**Task details:**
All of the records should come back exactly as written.

Extracted data entries:

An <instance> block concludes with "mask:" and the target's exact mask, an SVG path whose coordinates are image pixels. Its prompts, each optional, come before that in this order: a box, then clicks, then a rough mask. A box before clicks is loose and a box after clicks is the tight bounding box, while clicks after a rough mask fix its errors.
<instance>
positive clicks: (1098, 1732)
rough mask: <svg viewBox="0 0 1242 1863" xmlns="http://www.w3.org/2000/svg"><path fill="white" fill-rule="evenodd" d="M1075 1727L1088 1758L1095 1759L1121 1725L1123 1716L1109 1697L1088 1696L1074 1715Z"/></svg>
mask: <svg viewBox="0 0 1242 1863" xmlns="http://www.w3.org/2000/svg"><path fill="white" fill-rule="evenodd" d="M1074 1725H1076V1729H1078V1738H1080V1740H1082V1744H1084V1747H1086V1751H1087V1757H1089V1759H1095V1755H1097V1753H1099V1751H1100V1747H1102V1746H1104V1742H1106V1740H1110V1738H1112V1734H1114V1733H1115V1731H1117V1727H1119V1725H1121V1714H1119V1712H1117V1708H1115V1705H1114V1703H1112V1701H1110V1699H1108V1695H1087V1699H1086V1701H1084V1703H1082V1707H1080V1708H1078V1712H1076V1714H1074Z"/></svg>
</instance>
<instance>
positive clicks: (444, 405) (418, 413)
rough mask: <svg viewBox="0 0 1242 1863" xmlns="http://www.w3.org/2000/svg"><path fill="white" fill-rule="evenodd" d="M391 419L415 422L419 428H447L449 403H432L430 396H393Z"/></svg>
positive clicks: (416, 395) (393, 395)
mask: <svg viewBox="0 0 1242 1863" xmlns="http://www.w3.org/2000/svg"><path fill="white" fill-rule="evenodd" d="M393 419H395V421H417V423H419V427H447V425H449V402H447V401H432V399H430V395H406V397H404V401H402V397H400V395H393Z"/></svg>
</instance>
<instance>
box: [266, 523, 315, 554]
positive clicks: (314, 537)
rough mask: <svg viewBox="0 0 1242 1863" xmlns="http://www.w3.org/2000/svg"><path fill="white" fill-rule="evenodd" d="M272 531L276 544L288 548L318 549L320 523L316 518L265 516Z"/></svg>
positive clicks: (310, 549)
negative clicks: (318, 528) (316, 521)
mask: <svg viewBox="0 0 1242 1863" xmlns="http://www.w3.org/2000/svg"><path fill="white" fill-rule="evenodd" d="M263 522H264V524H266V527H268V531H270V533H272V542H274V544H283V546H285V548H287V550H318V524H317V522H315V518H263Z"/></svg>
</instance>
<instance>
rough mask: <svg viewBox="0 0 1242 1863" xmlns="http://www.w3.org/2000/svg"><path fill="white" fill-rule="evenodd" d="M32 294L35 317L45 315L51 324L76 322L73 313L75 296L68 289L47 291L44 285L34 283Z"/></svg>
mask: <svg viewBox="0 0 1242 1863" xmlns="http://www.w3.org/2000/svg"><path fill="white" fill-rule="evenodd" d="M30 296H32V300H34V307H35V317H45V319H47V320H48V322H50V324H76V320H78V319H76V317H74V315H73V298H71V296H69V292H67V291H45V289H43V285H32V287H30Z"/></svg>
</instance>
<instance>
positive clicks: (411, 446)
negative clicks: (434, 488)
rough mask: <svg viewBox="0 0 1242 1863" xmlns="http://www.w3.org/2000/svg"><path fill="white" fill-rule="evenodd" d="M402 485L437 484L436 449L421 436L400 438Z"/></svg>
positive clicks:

**Reply to the task:**
An <instance> block concludes with "mask:" and the target's exact mask, an SVG path whose coordinates are image pixels. Its prompts, each optional, come before that in this order: a box, then clicks, then a rough mask. A box before clicks is loose and a box after clicks is the tight bounding box, while clicks after a rough mask fix its errors.
<instance>
positive clicks: (1098, 1732)
rough mask: <svg viewBox="0 0 1242 1863" xmlns="http://www.w3.org/2000/svg"><path fill="white" fill-rule="evenodd" d="M1075 1727L1088 1758L1095 1759L1121 1725L1123 1716L1109 1697L1088 1696L1074 1715Z"/></svg>
mask: <svg viewBox="0 0 1242 1863" xmlns="http://www.w3.org/2000/svg"><path fill="white" fill-rule="evenodd" d="M1074 1725H1076V1729H1078V1738H1080V1740H1082V1744H1084V1747H1086V1751H1087V1757H1089V1759H1095V1755H1097V1753H1099V1751H1100V1747H1102V1746H1104V1742H1106V1740H1110V1738H1112V1734H1114V1733H1115V1731H1117V1727H1119V1725H1121V1714H1119V1712H1117V1708H1115V1705H1114V1703H1112V1701H1110V1699H1108V1695H1087V1699H1086V1701H1084V1703H1082V1707H1080V1708H1078V1712H1076V1714H1074Z"/></svg>
</instance>
<instance>
positive clicks: (444, 405) (418, 413)
rough mask: <svg viewBox="0 0 1242 1863" xmlns="http://www.w3.org/2000/svg"><path fill="white" fill-rule="evenodd" d="M391 419L415 422L419 428H447L449 403H432L430 396H393Z"/></svg>
positive clicks: (416, 395) (393, 395)
mask: <svg viewBox="0 0 1242 1863" xmlns="http://www.w3.org/2000/svg"><path fill="white" fill-rule="evenodd" d="M393 419H395V421H417V423H419V427H447V425H449V402H447V401H432V399H430V395H406V397H404V401H402V397H400V395H393Z"/></svg>
</instance>
<instance>
box: [266, 523, 315, 554]
positive clicks: (314, 537)
rough mask: <svg viewBox="0 0 1242 1863" xmlns="http://www.w3.org/2000/svg"><path fill="white" fill-rule="evenodd" d="M272 531L276 544L288 548L318 549L320 523L316 518L265 516Z"/></svg>
positive clicks: (310, 549)
negative clicks: (318, 528) (316, 521)
mask: <svg viewBox="0 0 1242 1863" xmlns="http://www.w3.org/2000/svg"><path fill="white" fill-rule="evenodd" d="M263 522H264V524H266V527H268V531H270V533H272V542H274V544H283V546H285V548H287V550H318V524H317V522H315V518H263Z"/></svg>
</instance>
<instance>
rough mask: <svg viewBox="0 0 1242 1863" xmlns="http://www.w3.org/2000/svg"><path fill="white" fill-rule="evenodd" d="M32 294L35 317L45 315L51 324L76 322L73 313L75 296L68 289L47 291L44 285L34 283Z"/></svg>
mask: <svg viewBox="0 0 1242 1863" xmlns="http://www.w3.org/2000/svg"><path fill="white" fill-rule="evenodd" d="M30 296H32V300H34V307H35V317H45V319H47V320H48V322H50V324H76V320H78V319H76V317H74V315H73V298H71V296H69V292H67V291H45V289H43V285H32V287H30Z"/></svg>
</instance>
<instance>
positive clicks: (411, 446)
negative clicks: (434, 488)
rough mask: <svg viewBox="0 0 1242 1863" xmlns="http://www.w3.org/2000/svg"><path fill="white" fill-rule="evenodd" d="M402 485L437 484L436 449L421 436L400 438Z"/></svg>
positive clicks:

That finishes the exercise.